======== Texto dado ========

Mi mamá primero fue un olor, con mayor precisión diría que un pedazo de tela; yo agarrada a su camisa de dormir verde agua. Tenía miedo (todos teníamos) de que el diablo me llevara en la noche (en realidad se la llevaba a ella). 

Mi mamá era bonita. Todavía es. Pero dicen que de joven era de las bonitas bonitas, y dicen también que ese tipo de bonitas llevan la tragedia de que se les acercan los más narcisistas, los bravucones sin ley ni respeto; es que parece que a los hombres les asusta hablarles a las bonitas bonitas. O les hablan como idiotas. 

Mi mamá iba y venía, nerviosa. Linda siempre. Arreglada. 

Un día me perdí. Veía piernas de gente grande y me agarré con fuerza a las de una mujer que sabía no eran de mi mamá. Pensé, o creo que pensé, que tenía que aferrarme a una mamá, cualquier mamá. De grande he replicado esta estrategia cuando me pierdo demasiado. 

Yo sé que mi mamá también me mira, aunque nunca la pille mirándome. Siempre está nerviosa. Arreglada. Va y viene (a veces no me doy cuenta cuando se escapó. Es un poco Houdini). Pero sé que me mira por las cosas que me dice. Cosas que solo sabe alguien que te mira con la atención que requiere el amor (desde luego también el odio).

======== Datos mostrados ========

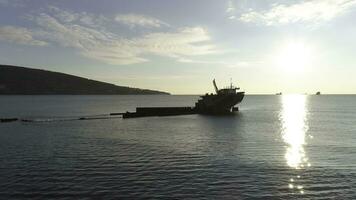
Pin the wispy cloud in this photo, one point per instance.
(314, 11)
(134, 20)
(12, 3)
(94, 38)
(19, 35)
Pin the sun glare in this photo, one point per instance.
(294, 56)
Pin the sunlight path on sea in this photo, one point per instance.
(294, 121)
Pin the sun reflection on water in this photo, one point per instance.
(294, 128)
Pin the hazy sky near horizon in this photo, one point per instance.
(180, 46)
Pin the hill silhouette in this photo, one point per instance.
(28, 81)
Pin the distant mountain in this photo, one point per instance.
(21, 80)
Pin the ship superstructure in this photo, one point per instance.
(220, 103)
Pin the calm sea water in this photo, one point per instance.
(276, 147)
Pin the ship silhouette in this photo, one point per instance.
(222, 102)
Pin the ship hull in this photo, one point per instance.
(219, 104)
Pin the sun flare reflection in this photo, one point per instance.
(293, 117)
(294, 128)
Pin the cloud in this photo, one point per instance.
(12, 3)
(92, 39)
(134, 20)
(19, 35)
(314, 11)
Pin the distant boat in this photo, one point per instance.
(222, 102)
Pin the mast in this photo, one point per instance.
(216, 87)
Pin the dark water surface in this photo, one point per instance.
(276, 147)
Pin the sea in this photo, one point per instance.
(275, 147)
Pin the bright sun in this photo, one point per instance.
(294, 56)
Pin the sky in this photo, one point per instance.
(264, 47)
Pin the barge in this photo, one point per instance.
(222, 102)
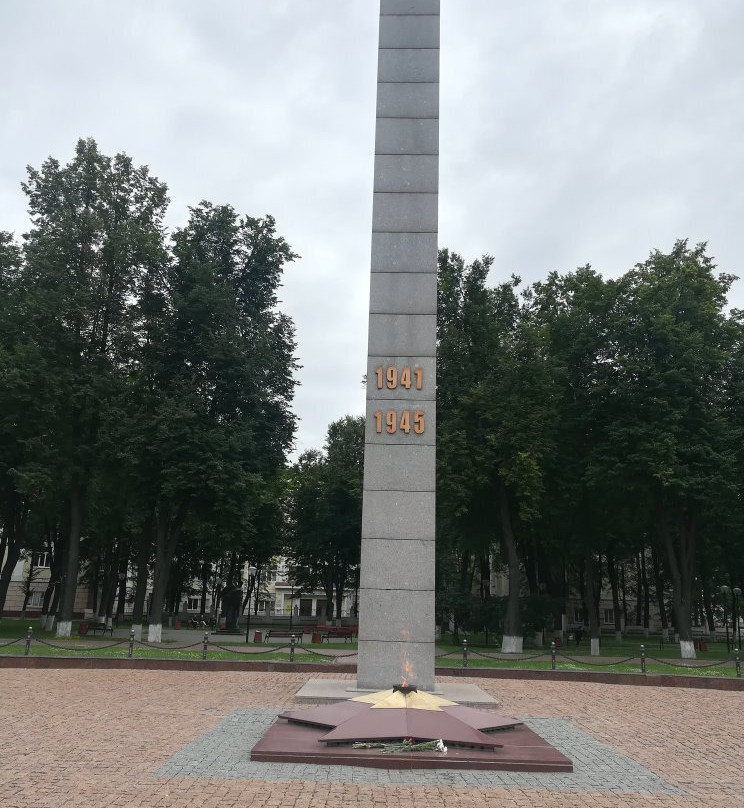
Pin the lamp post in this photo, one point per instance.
(251, 584)
(291, 607)
(736, 627)
(725, 590)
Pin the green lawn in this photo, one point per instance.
(631, 646)
(121, 652)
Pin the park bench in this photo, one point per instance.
(282, 632)
(94, 628)
(337, 632)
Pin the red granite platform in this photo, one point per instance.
(522, 750)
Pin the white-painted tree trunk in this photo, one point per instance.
(512, 645)
(687, 649)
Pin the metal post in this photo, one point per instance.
(736, 628)
(724, 590)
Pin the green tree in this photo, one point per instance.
(96, 227)
(325, 512)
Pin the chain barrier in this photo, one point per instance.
(507, 657)
(248, 653)
(332, 656)
(29, 640)
(12, 642)
(84, 648)
(577, 661)
(691, 665)
(160, 647)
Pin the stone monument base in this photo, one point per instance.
(341, 689)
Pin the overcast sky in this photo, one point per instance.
(572, 132)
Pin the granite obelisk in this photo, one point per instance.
(396, 596)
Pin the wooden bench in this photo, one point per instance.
(336, 632)
(272, 632)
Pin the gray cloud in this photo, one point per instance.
(573, 132)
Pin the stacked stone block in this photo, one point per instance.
(396, 599)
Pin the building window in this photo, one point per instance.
(41, 559)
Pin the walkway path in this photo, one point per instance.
(147, 739)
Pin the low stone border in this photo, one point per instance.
(603, 677)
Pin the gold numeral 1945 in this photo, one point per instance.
(407, 422)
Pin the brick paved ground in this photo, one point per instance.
(104, 738)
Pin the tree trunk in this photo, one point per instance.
(612, 573)
(639, 598)
(205, 589)
(646, 594)
(708, 607)
(679, 543)
(72, 558)
(590, 601)
(11, 559)
(340, 586)
(140, 585)
(659, 587)
(513, 639)
(168, 532)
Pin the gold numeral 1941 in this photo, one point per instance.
(391, 378)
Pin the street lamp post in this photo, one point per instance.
(251, 584)
(291, 607)
(725, 590)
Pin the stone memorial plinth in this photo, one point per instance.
(396, 597)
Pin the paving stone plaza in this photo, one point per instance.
(156, 738)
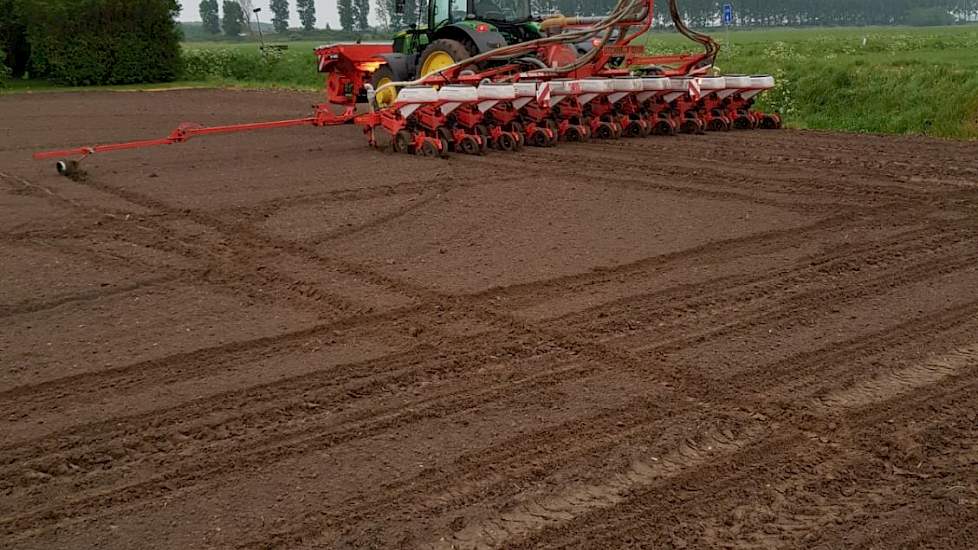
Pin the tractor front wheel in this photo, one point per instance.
(440, 54)
(384, 75)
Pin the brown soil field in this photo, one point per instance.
(285, 339)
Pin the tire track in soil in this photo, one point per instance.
(496, 531)
(599, 354)
(811, 270)
(791, 308)
(523, 295)
(904, 379)
(183, 366)
(475, 476)
(30, 306)
(203, 358)
(785, 167)
(493, 528)
(813, 459)
(248, 245)
(555, 509)
(717, 183)
(699, 188)
(815, 151)
(249, 455)
(720, 396)
(470, 306)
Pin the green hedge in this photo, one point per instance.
(4, 70)
(91, 42)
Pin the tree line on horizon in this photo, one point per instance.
(354, 14)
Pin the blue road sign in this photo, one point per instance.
(728, 14)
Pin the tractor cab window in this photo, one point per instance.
(442, 12)
(510, 11)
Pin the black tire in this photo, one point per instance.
(574, 134)
(446, 136)
(403, 142)
(605, 131)
(382, 74)
(483, 132)
(457, 50)
(428, 149)
(507, 142)
(520, 132)
(540, 138)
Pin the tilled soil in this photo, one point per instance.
(287, 340)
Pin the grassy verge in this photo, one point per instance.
(885, 80)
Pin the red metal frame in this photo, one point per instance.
(350, 65)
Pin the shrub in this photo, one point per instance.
(4, 70)
(929, 17)
(246, 64)
(89, 42)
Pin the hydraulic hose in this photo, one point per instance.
(624, 14)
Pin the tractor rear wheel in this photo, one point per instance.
(440, 54)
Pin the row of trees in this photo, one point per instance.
(818, 12)
(703, 13)
(236, 15)
(80, 42)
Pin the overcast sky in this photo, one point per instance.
(325, 12)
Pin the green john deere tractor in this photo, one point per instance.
(455, 30)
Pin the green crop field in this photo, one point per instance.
(889, 80)
(870, 79)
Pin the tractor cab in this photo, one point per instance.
(454, 30)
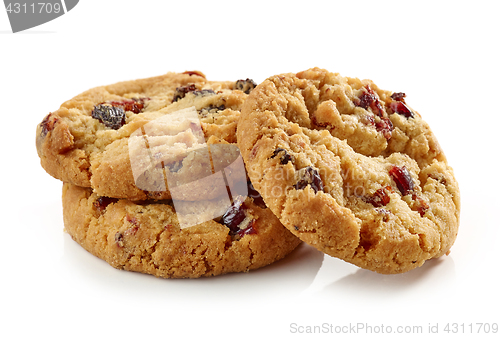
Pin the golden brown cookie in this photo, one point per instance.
(146, 236)
(138, 139)
(350, 169)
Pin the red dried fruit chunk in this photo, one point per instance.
(47, 124)
(102, 202)
(380, 197)
(111, 116)
(369, 99)
(309, 176)
(403, 179)
(420, 205)
(284, 156)
(181, 92)
(119, 239)
(245, 85)
(385, 127)
(194, 72)
(234, 217)
(398, 96)
(255, 195)
(402, 109)
(135, 104)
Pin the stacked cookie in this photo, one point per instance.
(154, 181)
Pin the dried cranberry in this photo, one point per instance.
(284, 156)
(181, 92)
(402, 109)
(234, 217)
(211, 109)
(380, 197)
(119, 239)
(111, 116)
(204, 92)
(385, 127)
(245, 85)
(255, 195)
(309, 176)
(403, 179)
(420, 205)
(398, 96)
(196, 73)
(47, 124)
(135, 104)
(102, 202)
(369, 99)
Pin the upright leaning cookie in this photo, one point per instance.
(350, 169)
(159, 124)
(147, 236)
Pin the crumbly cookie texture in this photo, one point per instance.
(146, 236)
(86, 142)
(350, 169)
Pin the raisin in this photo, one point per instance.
(398, 96)
(284, 156)
(234, 218)
(111, 116)
(369, 99)
(380, 197)
(245, 85)
(102, 202)
(119, 239)
(309, 176)
(385, 127)
(181, 92)
(403, 179)
(134, 105)
(402, 109)
(47, 124)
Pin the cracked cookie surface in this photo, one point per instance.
(86, 142)
(350, 169)
(146, 236)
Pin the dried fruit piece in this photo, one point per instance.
(309, 176)
(398, 96)
(134, 105)
(119, 239)
(47, 124)
(245, 85)
(402, 109)
(419, 205)
(385, 127)
(111, 116)
(235, 218)
(380, 197)
(284, 156)
(181, 92)
(194, 72)
(255, 195)
(369, 99)
(102, 202)
(403, 179)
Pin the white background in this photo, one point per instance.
(444, 55)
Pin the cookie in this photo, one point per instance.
(140, 139)
(148, 236)
(350, 169)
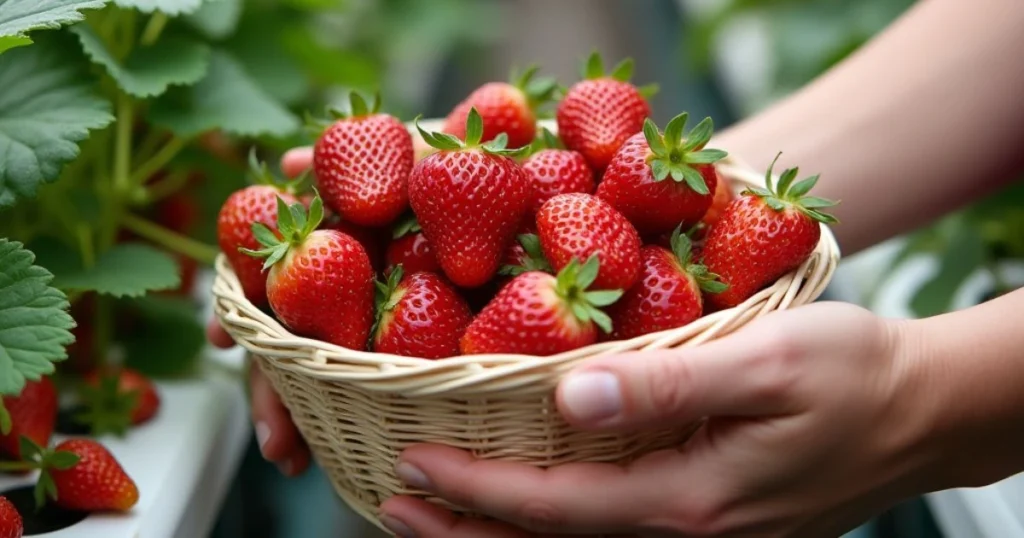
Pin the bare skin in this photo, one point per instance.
(821, 416)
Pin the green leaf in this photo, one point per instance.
(35, 325)
(47, 106)
(216, 18)
(9, 42)
(226, 98)
(20, 16)
(168, 338)
(128, 270)
(171, 7)
(148, 72)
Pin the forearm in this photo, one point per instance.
(926, 118)
(968, 371)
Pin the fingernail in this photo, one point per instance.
(262, 435)
(413, 477)
(397, 527)
(592, 396)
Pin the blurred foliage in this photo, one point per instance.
(809, 37)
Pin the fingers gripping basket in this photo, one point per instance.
(358, 410)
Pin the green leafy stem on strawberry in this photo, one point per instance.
(675, 154)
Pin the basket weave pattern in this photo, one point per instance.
(357, 410)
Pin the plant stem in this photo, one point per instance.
(170, 240)
(155, 164)
(154, 28)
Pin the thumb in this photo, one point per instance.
(738, 375)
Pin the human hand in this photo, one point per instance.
(813, 427)
(279, 439)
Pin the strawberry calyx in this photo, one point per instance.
(594, 69)
(406, 225)
(538, 91)
(386, 300)
(674, 153)
(570, 286)
(259, 173)
(474, 135)
(107, 408)
(535, 259)
(35, 457)
(294, 225)
(793, 195)
(682, 249)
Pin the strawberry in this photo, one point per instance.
(411, 249)
(321, 283)
(598, 114)
(81, 474)
(256, 203)
(555, 170)
(723, 197)
(578, 225)
(470, 199)
(420, 315)
(11, 525)
(505, 107)
(33, 414)
(118, 399)
(668, 294)
(764, 234)
(361, 163)
(660, 182)
(540, 314)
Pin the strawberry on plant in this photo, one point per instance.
(363, 162)
(663, 181)
(505, 107)
(11, 525)
(668, 294)
(79, 474)
(764, 234)
(578, 225)
(541, 314)
(33, 413)
(411, 249)
(470, 199)
(598, 114)
(555, 170)
(419, 315)
(116, 400)
(256, 203)
(321, 283)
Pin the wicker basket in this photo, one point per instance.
(358, 410)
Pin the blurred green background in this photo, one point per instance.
(721, 58)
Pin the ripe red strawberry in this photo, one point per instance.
(660, 182)
(668, 294)
(419, 315)
(723, 197)
(11, 525)
(555, 170)
(95, 482)
(33, 414)
(600, 113)
(256, 203)
(361, 163)
(470, 200)
(578, 225)
(411, 249)
(505, 107)
(117, 399)
(763, 235)
(541, 315)
(321, 283)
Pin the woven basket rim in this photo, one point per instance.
(259, 332)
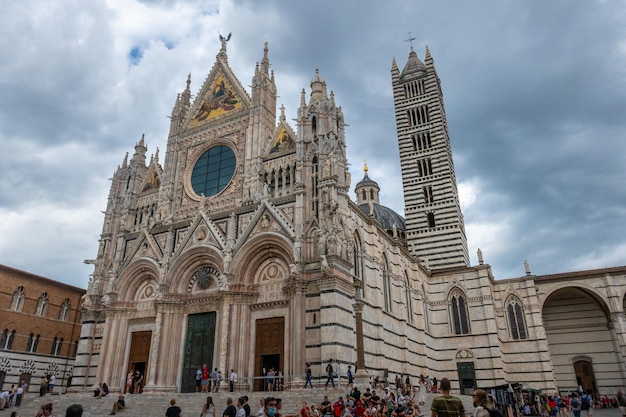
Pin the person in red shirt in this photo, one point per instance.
(205, 378)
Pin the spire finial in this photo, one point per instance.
(410, 40)
(224, 40)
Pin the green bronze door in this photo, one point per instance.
(198, 347)
(467, 377)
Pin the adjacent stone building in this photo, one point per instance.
(245, 251)
(40, 325)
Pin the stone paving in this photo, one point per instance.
(141, 405)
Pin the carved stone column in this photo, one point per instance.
(361, 376)
(295, 290)
(224, 336)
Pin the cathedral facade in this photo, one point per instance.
(245, 251)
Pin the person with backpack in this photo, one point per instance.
(482, 404)
(576, 405)
(330, 373)
(621, 402)
(586, 404)
(447, 405)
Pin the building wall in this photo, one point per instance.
(17, 362)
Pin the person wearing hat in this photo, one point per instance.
(118, 405)
(387, 394)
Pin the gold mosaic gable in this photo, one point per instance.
(283, 142)
(219, 99)
(153, 180)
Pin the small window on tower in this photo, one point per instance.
(431, 219)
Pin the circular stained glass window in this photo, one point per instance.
(213, 171)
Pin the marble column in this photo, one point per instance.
(361, 377)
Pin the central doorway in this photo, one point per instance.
(140, 353)
(585, 376)
(269, 350)
(199, 346)
(467, 377)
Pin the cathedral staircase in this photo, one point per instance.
(141, 405)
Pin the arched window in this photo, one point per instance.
(359, 271)
(386, 285)
(33, 341)
(515, 315)
(18, 299)
(42, 304)
(64, 312)
(56, 346)
(409, 301)
(7, 339)
(458, 312)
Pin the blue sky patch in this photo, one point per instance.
(135, 55)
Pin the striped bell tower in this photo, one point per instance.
(435, 231)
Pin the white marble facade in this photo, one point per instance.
(272, 238)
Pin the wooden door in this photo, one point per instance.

========

Enunciado de tarea — Escribe una continuación del texto sobre la mamá que comience después de su última oración. Las filas no guardan ninguna relación con el texto sobre la mamá.

Respuesta —
Una vez me dijo que yo no me había dado cuenta, pero mi guagua, mi primera guagua, se reía. Me acerqué a la cuna (a la cuna chica adentro de la cuna grande. Yo era una primeriza aterrorizada. Nerviosa. Desarreglada. Iba y venía. Pero no veía) y era así tal cual, mi primogénita había aprendido a sonreír. Mi mamá me dijo, sin decirme, que tener una hija no era parir una, sino que madre es algo más parecido a un verbo, una cosa que se hace, unas formas de ver, que seguramente algo tienen que ver con la posibilidad de la risa. Un verbo de conjugación compleja. 

Otra vez me dijo algo que es la versión que más me gusta de ella. Un día tomábamos café, calculaba que ya era tiempo de jubilarse (cosa que creo nunca hará. Ella siempre dice cosas. Va y viene) y reconoció que llevaba tanto tiempo mintiendo, diciendo que tenía una profesión que no tenia, una profesión improvisada en el tiempo de la desesperación. Pero —pensó— que al final, era verdad que era eso que dijo tantas veces. Su oficio y ella son una creación mutua, como una escritura. Creo que me dijo dos cosas en esa oportunidad: que la verdad es otra cosa que un dato. Y lo segundo: que su herencia es el sentimiento de vida. Mi mamá nunca nos leyó cuentos, y se quiso morir unas cuantas veces, pero nos dejó esa pepita pulposa.

Tengo varias mamás a las que recurro. 

El pedacito de tela. Pero esa no me gusta, es sin distancia, demasiado narcótica, sin esperanza. Me vuelvo unas garras que no sueltan. Pero no voy a renegar de ese recurso.

Otras veces mamá es una forma de ver que me vincula, para que ocurra la risa. 

Otras, es el deseo de la vida en mí. Siento gratitud infinita.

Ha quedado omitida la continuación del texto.